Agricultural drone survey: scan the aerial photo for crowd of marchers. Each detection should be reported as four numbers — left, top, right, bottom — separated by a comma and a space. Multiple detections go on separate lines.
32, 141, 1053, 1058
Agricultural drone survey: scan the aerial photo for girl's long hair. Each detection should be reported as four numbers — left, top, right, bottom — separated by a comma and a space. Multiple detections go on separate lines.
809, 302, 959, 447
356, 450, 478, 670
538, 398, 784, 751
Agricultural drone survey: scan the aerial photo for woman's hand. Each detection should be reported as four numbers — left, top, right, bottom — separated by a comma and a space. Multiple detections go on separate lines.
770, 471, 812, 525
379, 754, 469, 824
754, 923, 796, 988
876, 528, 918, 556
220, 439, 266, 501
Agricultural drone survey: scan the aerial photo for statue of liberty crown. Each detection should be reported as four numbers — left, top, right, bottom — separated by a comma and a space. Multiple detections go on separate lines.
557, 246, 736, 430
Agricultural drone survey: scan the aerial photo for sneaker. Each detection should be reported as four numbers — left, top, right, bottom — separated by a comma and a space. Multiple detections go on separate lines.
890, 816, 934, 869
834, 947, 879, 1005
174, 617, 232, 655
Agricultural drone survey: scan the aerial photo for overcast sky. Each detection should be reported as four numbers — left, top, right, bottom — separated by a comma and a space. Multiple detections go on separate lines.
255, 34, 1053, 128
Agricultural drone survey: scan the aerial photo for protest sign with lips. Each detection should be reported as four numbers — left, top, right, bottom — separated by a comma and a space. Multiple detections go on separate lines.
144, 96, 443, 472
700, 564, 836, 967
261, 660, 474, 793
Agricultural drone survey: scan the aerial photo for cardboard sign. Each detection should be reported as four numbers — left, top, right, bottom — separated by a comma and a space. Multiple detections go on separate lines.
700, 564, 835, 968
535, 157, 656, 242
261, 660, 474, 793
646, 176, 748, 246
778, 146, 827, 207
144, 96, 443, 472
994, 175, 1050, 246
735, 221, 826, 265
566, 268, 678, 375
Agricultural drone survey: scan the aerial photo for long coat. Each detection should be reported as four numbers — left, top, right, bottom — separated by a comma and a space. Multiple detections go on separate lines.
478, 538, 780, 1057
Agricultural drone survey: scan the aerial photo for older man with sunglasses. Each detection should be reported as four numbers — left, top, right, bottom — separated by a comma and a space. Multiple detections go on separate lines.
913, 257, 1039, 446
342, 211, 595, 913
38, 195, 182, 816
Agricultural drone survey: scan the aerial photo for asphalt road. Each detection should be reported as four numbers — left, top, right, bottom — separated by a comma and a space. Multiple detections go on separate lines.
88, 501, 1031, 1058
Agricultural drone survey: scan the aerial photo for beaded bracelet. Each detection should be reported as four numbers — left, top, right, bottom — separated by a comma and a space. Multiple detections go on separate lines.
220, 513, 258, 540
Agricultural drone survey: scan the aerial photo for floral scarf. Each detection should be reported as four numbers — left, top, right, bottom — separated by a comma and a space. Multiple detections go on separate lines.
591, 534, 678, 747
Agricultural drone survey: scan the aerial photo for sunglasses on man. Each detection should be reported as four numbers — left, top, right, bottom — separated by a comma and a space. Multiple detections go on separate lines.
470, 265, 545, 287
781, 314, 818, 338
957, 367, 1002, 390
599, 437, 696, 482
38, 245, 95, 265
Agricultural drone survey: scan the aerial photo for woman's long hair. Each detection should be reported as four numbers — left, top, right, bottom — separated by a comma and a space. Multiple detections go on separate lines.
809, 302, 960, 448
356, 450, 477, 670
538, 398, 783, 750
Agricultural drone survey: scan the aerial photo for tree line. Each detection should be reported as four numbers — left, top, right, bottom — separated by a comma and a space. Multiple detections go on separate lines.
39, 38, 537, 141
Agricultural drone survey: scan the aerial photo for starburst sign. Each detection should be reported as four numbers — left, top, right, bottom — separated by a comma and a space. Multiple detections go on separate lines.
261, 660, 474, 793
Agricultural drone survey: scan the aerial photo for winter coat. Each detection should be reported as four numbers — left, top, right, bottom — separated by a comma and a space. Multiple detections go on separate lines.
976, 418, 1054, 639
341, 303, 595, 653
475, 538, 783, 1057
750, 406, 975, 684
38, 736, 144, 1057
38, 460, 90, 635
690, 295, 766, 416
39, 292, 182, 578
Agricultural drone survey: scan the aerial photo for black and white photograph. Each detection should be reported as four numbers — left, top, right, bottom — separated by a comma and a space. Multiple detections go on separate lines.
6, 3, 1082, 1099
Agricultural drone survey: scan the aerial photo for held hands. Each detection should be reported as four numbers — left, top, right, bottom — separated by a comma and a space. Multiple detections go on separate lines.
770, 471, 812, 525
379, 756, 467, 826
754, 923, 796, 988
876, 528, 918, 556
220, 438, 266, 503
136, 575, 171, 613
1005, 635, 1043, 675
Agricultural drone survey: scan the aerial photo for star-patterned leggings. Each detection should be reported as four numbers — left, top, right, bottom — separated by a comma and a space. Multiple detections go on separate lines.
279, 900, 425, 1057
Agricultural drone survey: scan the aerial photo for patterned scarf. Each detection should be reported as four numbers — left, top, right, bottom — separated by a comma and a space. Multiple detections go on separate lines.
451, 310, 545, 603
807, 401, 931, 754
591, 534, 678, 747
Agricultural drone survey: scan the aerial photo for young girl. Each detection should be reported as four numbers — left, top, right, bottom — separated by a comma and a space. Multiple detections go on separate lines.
----------
Goal —
Could you copy out, word for word, the lines of the items from the line with "Agricultural drone survey: scan the aerial photo for held" to the line with "136, 575, 171, 613", including both of those lines?

Solution for this exercise —
Agricultural drone survey: scan the aerial photo for held hands. Each detection should be reported as four numbers — left, top, right, bottom — separated by a comma and a space. Multiple detections go on separate lines.
770, 471, 812, 525
379, 756, 467, 826
754, 923, 796, 988
876, 528, 918, 556
220, 438, 266, 503
136, 575, 171, 613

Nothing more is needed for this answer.